TASK DETAILS ▸ Rewrite all of the records below, changing every "rough mask" to "coarse mask" and leaving everything else as it is.
*** Opening of DATA SHOWN ***
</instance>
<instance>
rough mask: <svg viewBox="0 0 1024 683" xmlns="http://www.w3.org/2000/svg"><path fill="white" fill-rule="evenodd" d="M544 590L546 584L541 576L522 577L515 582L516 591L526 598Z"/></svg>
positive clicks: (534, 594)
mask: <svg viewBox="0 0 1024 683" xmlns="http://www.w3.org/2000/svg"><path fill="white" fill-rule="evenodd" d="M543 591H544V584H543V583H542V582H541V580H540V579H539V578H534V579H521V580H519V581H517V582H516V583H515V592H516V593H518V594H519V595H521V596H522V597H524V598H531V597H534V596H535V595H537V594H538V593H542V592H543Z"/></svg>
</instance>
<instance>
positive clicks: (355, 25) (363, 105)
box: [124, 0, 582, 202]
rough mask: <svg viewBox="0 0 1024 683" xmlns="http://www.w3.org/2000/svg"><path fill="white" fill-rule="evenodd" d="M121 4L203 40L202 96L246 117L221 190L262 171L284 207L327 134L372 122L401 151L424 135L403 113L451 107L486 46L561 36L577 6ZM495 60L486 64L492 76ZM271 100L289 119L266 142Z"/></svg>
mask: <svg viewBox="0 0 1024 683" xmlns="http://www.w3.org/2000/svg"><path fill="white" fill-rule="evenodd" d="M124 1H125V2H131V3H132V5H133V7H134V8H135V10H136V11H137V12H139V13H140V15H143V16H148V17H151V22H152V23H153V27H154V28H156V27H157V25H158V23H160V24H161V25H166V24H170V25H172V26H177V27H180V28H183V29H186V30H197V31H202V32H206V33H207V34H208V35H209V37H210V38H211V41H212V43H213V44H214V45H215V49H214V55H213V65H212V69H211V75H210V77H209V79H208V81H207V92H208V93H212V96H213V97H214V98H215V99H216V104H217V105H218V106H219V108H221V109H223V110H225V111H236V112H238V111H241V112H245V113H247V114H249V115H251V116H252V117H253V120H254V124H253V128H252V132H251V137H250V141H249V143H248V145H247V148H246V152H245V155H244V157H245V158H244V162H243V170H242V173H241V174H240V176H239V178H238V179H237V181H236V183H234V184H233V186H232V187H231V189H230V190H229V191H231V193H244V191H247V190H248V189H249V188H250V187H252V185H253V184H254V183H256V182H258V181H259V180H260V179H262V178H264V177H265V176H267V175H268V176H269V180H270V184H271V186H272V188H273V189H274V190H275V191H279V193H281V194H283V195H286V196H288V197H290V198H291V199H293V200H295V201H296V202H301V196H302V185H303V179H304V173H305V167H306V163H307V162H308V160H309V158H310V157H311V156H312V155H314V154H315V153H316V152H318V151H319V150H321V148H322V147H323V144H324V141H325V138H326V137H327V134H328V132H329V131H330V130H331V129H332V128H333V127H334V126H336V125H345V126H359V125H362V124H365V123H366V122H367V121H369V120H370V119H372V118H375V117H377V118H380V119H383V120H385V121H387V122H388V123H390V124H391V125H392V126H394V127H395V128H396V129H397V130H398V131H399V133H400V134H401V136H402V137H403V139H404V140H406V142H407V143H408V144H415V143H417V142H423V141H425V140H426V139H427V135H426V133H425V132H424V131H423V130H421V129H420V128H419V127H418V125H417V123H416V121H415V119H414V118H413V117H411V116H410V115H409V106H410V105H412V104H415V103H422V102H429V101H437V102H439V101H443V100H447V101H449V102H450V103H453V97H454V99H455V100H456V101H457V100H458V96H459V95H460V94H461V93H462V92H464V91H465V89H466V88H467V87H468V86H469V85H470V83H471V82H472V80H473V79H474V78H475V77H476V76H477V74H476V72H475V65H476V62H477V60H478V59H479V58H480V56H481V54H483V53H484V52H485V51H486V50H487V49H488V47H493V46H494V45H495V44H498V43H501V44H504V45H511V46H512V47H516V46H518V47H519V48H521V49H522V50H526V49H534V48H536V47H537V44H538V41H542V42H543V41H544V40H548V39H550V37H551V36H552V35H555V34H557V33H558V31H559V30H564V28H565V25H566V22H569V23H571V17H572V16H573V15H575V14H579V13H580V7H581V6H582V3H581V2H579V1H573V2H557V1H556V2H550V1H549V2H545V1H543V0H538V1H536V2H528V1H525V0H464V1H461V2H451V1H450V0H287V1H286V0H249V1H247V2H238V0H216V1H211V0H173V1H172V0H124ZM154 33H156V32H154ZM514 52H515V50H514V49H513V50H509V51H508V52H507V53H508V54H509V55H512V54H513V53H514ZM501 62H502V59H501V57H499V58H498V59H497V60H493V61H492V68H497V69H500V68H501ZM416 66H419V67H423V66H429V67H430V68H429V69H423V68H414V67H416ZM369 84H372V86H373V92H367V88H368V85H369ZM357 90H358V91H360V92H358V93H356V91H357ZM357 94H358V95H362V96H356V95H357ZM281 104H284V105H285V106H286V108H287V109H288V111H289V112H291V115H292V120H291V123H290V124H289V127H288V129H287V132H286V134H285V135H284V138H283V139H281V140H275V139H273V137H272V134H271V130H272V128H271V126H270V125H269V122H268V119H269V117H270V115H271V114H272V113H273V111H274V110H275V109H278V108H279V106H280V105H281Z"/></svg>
*** Close of DATA SHOWN ***
EXERCISE RESPONSE ▸
</instance>
<instance>
coarse mask: <svg viewBox="0 0 1024 683" xmlns="http://www.w3.org/2000/svg"><path fill="white" fill-rule="evenodd" d="M544 590L546 584L541 576L522 577L515 582L516 591L526 598Z"/></svg>
positive clicks: (534, 594)
mask: <svg viewBox="0 0 1024 683" xmlns="http://www.w3.org/2000/svg"><path fill="white" fill-rule="evenodd" d="M543 591H544V584H543V583H542V582H541V580H540V579H539V578H534V579H521V580H519V581H517V582H516V583H515V592H516V593H518V594H519V595H521V596H522V597H524V598H531V597H534V596H535V595H537V594H538V593H542V592H543Z"/></svg>
</instance>
<instance>
positive clicks: (355, 25) (363, 105)
box: [124, 0, 582, 202]
coarse mask: <svg viewBox="0 0 1024 683" xmlns="http://www.w3.org/2000/svg"><path fill="white" fill-rule="evenodd" d="M121 4L203 40L202 96L246 117L221 190L262 171L284 207L327 134L372 122L401 151L424 135L403 113L451 107L486 46L561 36L577 6ZM495 60L486 64L492 76ZM271 100L289 119L266 142Z"/></svg>
mask: <svg viewBox="0 0 1024 683" xmlns="http://www.w3.org/2000/svg"><path fill="white" fill-rule="evenodd" d="M124 1H125V2H131V3H132V5H133V7H134V8H135V10H136V11H137V12H139V13H140V15H143V16H148V17H151V22H152V23H153V27H154V28H156V27H157V25H158V23H160V24H161V25H166V24H170V25H172V26H177V27H180V28H183V29H186V30H197V31H202V32H206V33H207V34H208V35H209V37H210V38H211V41H212V43H213V44H214V45H215V49H214V55H213V65H212V69H211V75H210V77H209V79H208V81H207V92H208V93H212V96H213V97H214V98H215V99H216V104H217V105H218V106H219V108H221V109H223V110H225V111H236V112H238V111H241V112H245V113H247V114H249V115H251V116H252V117H253V120H254V124H253V128H252V132H251V137H250V141H249V143H248V145H247V148H246V152H245V155H244V157H245V158H244V162H243V170H242V173H241V174H240V176H239V178H238V179H237V181H236V183H234V184H233V186H232V187H231V189H230V190H229V191H231V193H244V191H247V190H248V189H249V188H250V187H252V185H253V184H254V183H256V182H258V181H259V180H260V179H262V178H264V177H265V176H267V175H268V176H269V180H270V184H271V186H272V188H273V189H274V190H275V191H279V193H281V194H283V195H286V196H288V197H290V198H291V199H293V200H295V201H296V202H301V196H302V185H303V179H304V173H305V167H306V163H307V162H308V160H309V158H310V157H311V156H312V155H314V154H315V153H316V152H318V151H319V150H321V148H322V147H323V144H324V141H325V138H326V137H327V134H328V132H329V131H330V130H331V129H332V128H333V127H334V126H336V125H345V126H359V125H362V124H365V123H366V122H367V121H369V120H370V119H372V118H375V117H377V118H380V119H383V120H385V121H387V122H388V123H390V124H391V125H392V126H394V127H395V128H396V129H397V130H398V131H399V133H400V134H401V136H402V137H403V139H404V140H406V142H407V143H408V144H415V143H417V142H423V141H425V140H426V139H427V135H426V133H425V132H424V131H423V130H421V129H420V128H419V127H418V125H417V123H416V121H415V119H414V118H413V117H411V116H410V115H409V106H410V105H412V104H415V103H422V102H429V101H437V102H439V101H443V100H447V101H449V102H450V103H453V97H454V99H455V100H456V101H457V100H458V96H459V95H460V94H461V93H462V92H464V91H465V89H466V88H467V87H468V86H469V85H470V83H471V82H472V80H473V79H474V78H475V77H476V76H477V74H476V72H475V65H476V62H477V60H478V59H479V58H480V56H481V54H483V53H484V52H485V51H486V50H487V49H488V47H493V46H494V45H495V44H498V43H501V44H504V45H511V46H512V47H516V46H518V47H519V48H521V49H522V50H526V49H534V48H536V47H537V44H538V41H542V42H543V41H544V40H548V39H550V37H551V36H552V35H555V34H557V33H558V31H559V30H564V28H565V25H566V22H569V23H571V17H572V16H573V15H575V14H579V13H580V7H581V6H582V3H581V2H579V1H573V2H557V1H556V2H550V1H549V2H545V1H543V0H538V1H536V2H528V1H525V0H464V1H461V2H451V1H450V0H287V1H286V0H249V1H247V2H238V0H216V1H211V0H173V1H172V0H124ZM154 33H156V32H154ZM514 52H515V50H514V49H513V50H509V51H508V52H507V53H508V54H509V55H512V54H513V53H514ZM501 62H502V59H501V57H499V58H498V59H497V60H493V61H492V68H497V69H500V68H501ZM416 66H419V67H423V66H429V67H430V68H429V69H423V68H414V67H416ZM369 84H372V86H373V92H367V88H368V85H369ZM357 90H358V91H360V92H358V93H356V91H357ZM357 94H358V95H362V96H356V95H357ZM281 104H284V105H285V106H286V108H287V109H288V111H289V112H291V115H292V120H291V123H290V124H289V127H288V129H287V132H286V134H285V135H284V138H283V139H281V140H275V139H273V137H272V134H271V130H272V128H271V126H270V125H269V122H268V119H269V117H270V115H271V114H272V113H273V111H274V110H275V109H278V108H279V106H280V105H281Z"/></svg>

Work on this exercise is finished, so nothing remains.